Set problem A =>
Show every line of the listing below that contains the word "dirt". Case counts.

Document section =>

|---|

Image from: http://www.datacenterknowledge.com/archives/2009/06/25/michael-jackson-news-slows-web-sites/

TMZ.com was the first news outlet to break the story of Michael Jackson’s death, and consequently their site collapsed outright from the unexpected workload.  It’s hard to fault the IT team responsible for the services delivery, after all no one knew MJ was going to pass away yesterday, and arguably there is no one in entertainment today that would have generated the level of interest from the public as him.  So where am I going with all of this, to the clouds!  If there was ever a real world example of where a cloud solution would have played nicely into the delivery of a service that can be impacted by transient high-intensity workloads that can come without warning, this is it.  Even a properly architected high volume application or service that is designed to handle large increases in transient load has a finite capacity.  If TMZ.com had the ability to automatically spin up cloud resources and shunt the new traffic load over to them during the media frenzy, ideally they would have been able to stay up during the peak of the traffic and provided service quality and performance as good as their normal service levels.  (For the shunting, I’m a big fan of f5 gear for ADN networking)  Now, they could have done this manually I suppose, when they see the traffic coming they could have provisioned some AWS instances, got their site/content up and running and started routing traffic over through a change to their load balancers.  That’ll work, but it’s also manual, going to take them time to get it all implemented and by the time they’re done their end users have already hit a dead site and gone to one of their competitors.  So what to do?  Automate!

With the 5.2 release of up.time that was launched on Wednesday (June 24th, 2009) up.time now has a full bi-directional integration with VMware Orchestrator.  If you are a VMware shop, you get Orchestrator for free with vCenter Server.  If you are not familiar with Orchestrator, you can check it out here.  Essentially, Orchestrator is a policy based workflow automation tool that you can use to build automated scenarios to perform well pretty much anything.  Orchestrator has the concept of plugins that provide Orchestrator with the know how for specific vendor technologies to directly interact with them.  For example, the up.time plugin for Orchestrator lets you do things like add elements, create/modify/delete groups, service groups and other tasks from within Orchestrator.  (Under the hood, this is enabled by a new set of web services in up.time 5.2)  So how does this play into the TMZ.com cloud scenario, well it goes something like this.

  1. up.time is monitoring the end user experience for the website as seen by the logical service address using the HTTP service or WATM monitor.  (www.mynewssite.com)
    1. You can monitor the logical service for overall end user experience.
    2. You can monitor the individual web servers to identify if any given server is being overloaded to determine if that is expected behaviour or an issue like a load balancer algorithm misconfiguration.
    3. You can configure whatever service monitors you need (database, business logic, logs, etc) to determine the ongoing health of the service you are delivering and use that to trigger the automated resolution.
  2. When your end user begins to suffer or servers start to indicate they are becoming overloaded, have up.time trigger an Orchestrator workflow to automatically avoid any end user incident that may occur due to insufficient resources.  That would look something like this
    1. Using an action profile within up.time, trigger the Orchestrator workflow you have defined for automatically shunting workload to the cloud or to scale out internally onto idle resources.  The how you resolve it from a capacity perspective is really up to you.  You could have different capacity scale out workflows depending on where the performance bottleneck is.  If your webservers are overloaded, shunt to the cloud, if your database is overloaded, add a new node to your cluster.  In this scenario let’s scale out our web tier.

|---|

Items from a labeling collection =>
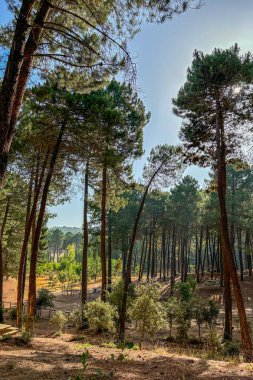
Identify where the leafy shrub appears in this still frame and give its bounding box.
[36,288,55,309]
[107,280,135,322]
[8,307,17,321]
[81,350,90,369]
[69,306,83,329]
[15,331,32,345]
[175,282,193,302]
[221,341,241,356]
[130,283,167,349]
[176,302,192,342]
[164,297,179,338]
[85,299,117,331]
[50,310,67,332]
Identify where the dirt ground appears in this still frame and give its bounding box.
[0,324,253,380]
[0,276,253,380]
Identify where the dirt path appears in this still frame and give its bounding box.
[0,334,253,380]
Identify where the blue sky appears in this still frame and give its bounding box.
[0,0,253,226]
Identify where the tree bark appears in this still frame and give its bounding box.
[101,164,107,301]
[119,164,163,341]
[26,118,67,330]
[17,152,49,327]
[107,210,112,293]
[0,195,11,323]
[81,160,89,304]
[0,0,50,188]
[216,101,252,361]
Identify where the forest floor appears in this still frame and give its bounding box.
[0,276,253,380]
[0,321,253,380]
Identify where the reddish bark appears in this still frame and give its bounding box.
[101,164,107,301]
[26,120,67,330]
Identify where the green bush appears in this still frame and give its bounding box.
[221,341,241,356]
[69,306,83,329]
[36,288,55,309]
[175,282,193,302]
[107,280,135,323]
[15,331,33,345]
[85,299,117,331]
[176,301,192,342]
[164,297,179,338]
[129,283,167,349]
[8,307,17,321]
[50,310,67,332]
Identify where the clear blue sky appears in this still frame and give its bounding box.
[0,0,253,226]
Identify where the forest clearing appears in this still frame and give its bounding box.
[0,0,253,380]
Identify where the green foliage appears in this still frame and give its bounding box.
[8,307,17,321]
[176,301,192,342]
[50,310,67,332]
[107,280,135,320]
[85,299,117,331]
[176,282,193,302]
[81,350,90,369]
[129,283,167,348]
[69,306,83,329]
[221,341,241,356]
[15,331,33,345]
[36,288,55,309]
[164,297,179,338]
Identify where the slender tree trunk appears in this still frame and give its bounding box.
[237,227,243,281]
[81,160,89,304]
[101,164,107,301]
[216,101,252,361]
[108,210,112,293]
[17,153,48,327]
[0,0,50,188]
[119,164,163,341]
[170,224,177,295]
[0,195,11,323]
[26,118,67,330]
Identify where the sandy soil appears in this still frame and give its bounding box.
[0,334,253,380]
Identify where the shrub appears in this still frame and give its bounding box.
[175,282,193,302]
[36,288,55,309]
[69,306,83,329]
[221,341,241,356]
[81,350,90,369]
[85,299,117,331]
[8,307,17,321]
[50,310,67,332]
[107,280,135,322]
[164,297,179,338]
[15,331,32,345]
[176,302,192,342]
[130,283,166,349]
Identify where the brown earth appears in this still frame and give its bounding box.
[0,326,253,380]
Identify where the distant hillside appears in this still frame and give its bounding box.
[50,226,82,234]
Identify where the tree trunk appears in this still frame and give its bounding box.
[81,160,89,304]
[0,195,11,323]
[119,164,163,341]
[108,210,112,293]
[101,164,107,301]
[0,0,50,188]
[216,101,252,361]
[26,118,67,330]
[17,152,49,327]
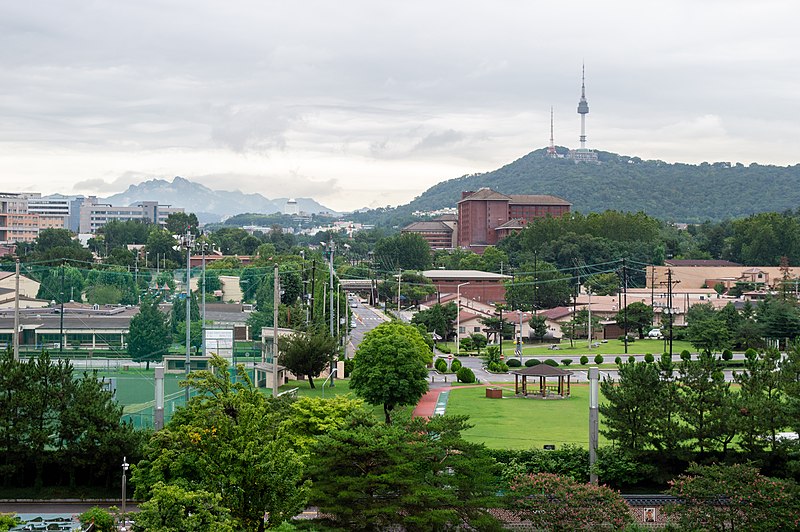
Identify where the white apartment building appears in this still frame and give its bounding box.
[79,196,184,234]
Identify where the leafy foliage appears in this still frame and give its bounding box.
[131,356,306,530]
[350,322,433,424]
[508,473,633,531]
[669,464,800,532]
[309,416,500,530]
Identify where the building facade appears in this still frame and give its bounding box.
[458,188,572,253]
[79,196,184,234]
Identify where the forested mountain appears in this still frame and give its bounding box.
[354,148,800,223]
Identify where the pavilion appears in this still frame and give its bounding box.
[511,364,572,399]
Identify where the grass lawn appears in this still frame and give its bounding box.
[437,339,697,362]
[446,384,606,449]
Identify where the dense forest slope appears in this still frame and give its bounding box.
[375,148,800,222]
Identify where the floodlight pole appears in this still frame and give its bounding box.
[589,367,600,485]
[456,283,469,356]
[153,365,164,430]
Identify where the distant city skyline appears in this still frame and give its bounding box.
[0,0,800,211]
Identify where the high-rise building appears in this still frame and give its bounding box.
[80,196,184,234]
[458,188,572,253]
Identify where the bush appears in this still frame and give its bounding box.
[486,362,508,373]
[456,368,475,384]
[344,358,356,378]
[78,506,114,532]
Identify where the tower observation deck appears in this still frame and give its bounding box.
[570,67,597,161]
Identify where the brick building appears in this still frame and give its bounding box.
[458,188,572,253]
[400,217,458,249]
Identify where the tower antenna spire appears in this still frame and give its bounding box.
[547,105,558,157]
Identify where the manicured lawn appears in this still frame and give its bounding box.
[446,384,605,449]
[437,339,697,363]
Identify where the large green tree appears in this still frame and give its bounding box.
[131,356,307,531]
[128,298,172,369]
[309,416,501,530]
[600,362,663,453]
[350,322,433,424]
[375,233,431,271]
[278,328,336,388]
[615,301,653,338]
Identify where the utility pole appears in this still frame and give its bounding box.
[622,259,628,355]
[661,268,680,357]
[309,259,317,322]
[589,367,600,486]
[397,268,403,318]
[183,228,192,406]
[328,239,338,388]
[272,262,281,397]
[14,259,19,360]
[58,262,64,355]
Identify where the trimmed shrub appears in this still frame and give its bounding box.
[486,362,508,373]
[456,368,475,384]
[344,358,356,378]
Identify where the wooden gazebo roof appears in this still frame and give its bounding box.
[511,364,572,398]
[510,364,572,377]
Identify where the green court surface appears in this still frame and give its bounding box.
[446,384,605,449]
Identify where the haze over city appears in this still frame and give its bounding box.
[0,0,800,210]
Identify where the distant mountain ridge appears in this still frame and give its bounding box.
[392,148,800,222]
[103,176,335,222]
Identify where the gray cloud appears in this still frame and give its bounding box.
[0,0,800,208]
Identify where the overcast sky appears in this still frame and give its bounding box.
[0,0,800,210]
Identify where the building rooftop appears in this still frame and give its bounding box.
[510,194,572,206]
[422,270,512,281]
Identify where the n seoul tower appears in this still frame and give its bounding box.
[578,65,589,151]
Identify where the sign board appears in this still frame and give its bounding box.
[203,329,233,360]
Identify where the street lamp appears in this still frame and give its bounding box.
[120,456,130,530]
[456,283,469,355]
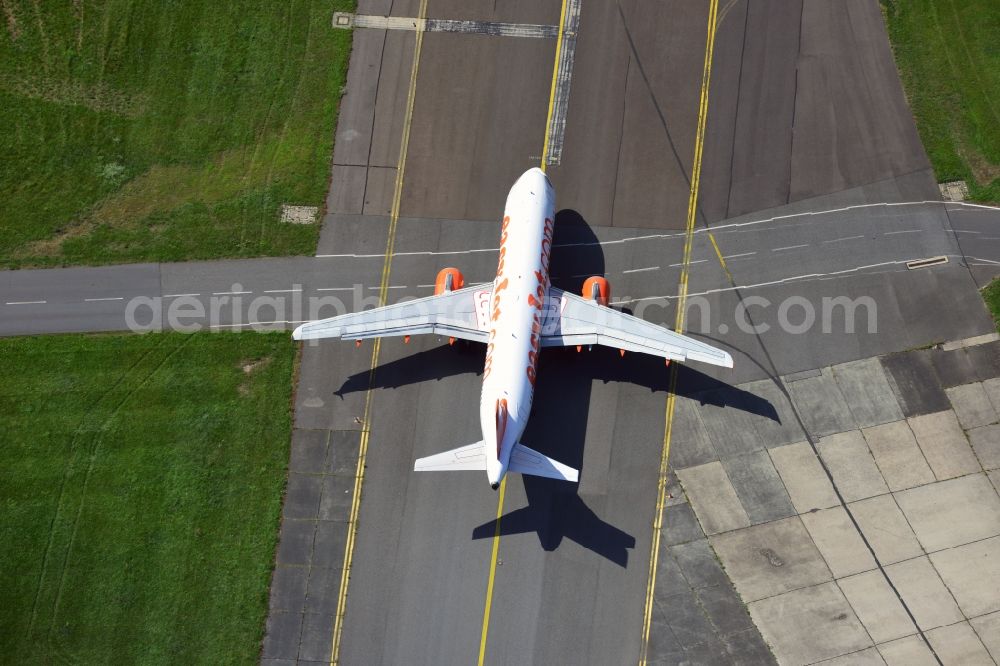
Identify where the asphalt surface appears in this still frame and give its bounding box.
[0,0,1000,664]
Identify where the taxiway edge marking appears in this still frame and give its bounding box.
[330,0,428,666]
[639,0,721,666]
[541,0,567,171]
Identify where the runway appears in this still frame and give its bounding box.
[0,0,1000,664]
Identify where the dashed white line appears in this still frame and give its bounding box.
[823,234,865,243]
[208,319,310,328]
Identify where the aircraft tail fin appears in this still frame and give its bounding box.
[507,444,580,481]
[413,441,486,472]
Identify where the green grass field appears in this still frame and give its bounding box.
[0,333,296,664]
[983,278,1000,331]
[0,0,354,268]
[882,0,1000,203]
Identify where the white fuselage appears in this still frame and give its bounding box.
[479,168,555,488]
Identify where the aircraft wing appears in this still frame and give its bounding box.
[542,287,733,368]
[292,284,491,342]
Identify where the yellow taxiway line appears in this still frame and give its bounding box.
[330,0,428,666]
[639,0,721,665]
[477,476,507,666]
[476,0,567,666]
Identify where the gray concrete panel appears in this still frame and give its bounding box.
[881,350,951,418]
[333,30,386,166]
[722,450,795,525]
[833,358,903,428]
[787,369,856,437]
[402,33,555,220]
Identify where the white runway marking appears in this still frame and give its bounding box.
[316,201,1000,258]
[621,259,916,303]
[209,319,310,328]
[333,12,559,39]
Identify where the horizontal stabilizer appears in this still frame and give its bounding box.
[507,444,580,481]
[413,441,486,472]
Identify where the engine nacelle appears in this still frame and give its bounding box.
[581,275,611,305]
[434,268,465,296]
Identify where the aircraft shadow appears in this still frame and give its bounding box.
[336,210,778,567]
[334,341,779,421]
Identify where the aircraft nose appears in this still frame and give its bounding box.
[517,167,551,187]
[486,460,506,490]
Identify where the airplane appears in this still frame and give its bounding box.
[292,167,733,490]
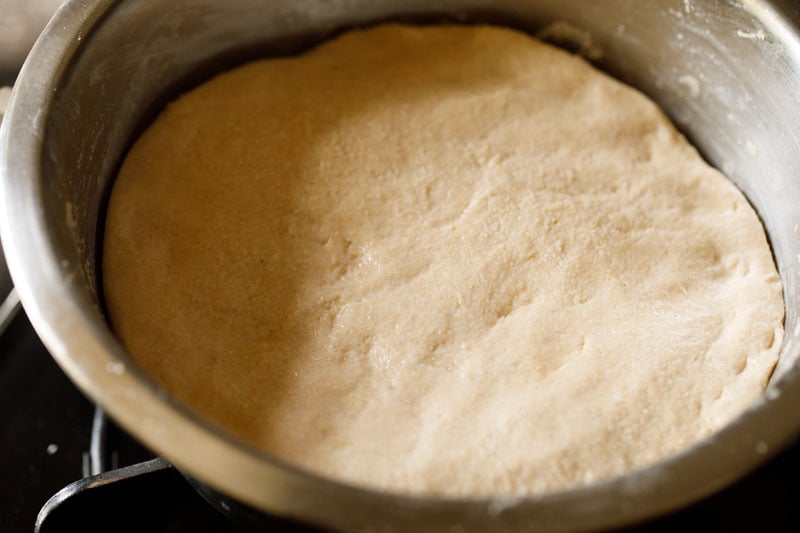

|---|

Set problem B =>
Answer these questions using the article above, one per line:
(i) Which news outlet first broke the story of Michael Jackson's death?
(ii) Which release of up.time added full bi-directional integration with VMware Orchestrator?
(iii) What does the article suggest doing if the database is overloaded?

Written solution A =>
Identify where the dirt ground appears in this still frame and give its bounding box.
Identify where the dirt path appears in this still frame and give its bounding box.

Written solution B =>
(i) TMZ.com
(ii) The 5.2 release
(iii) Add a new node to the cluster.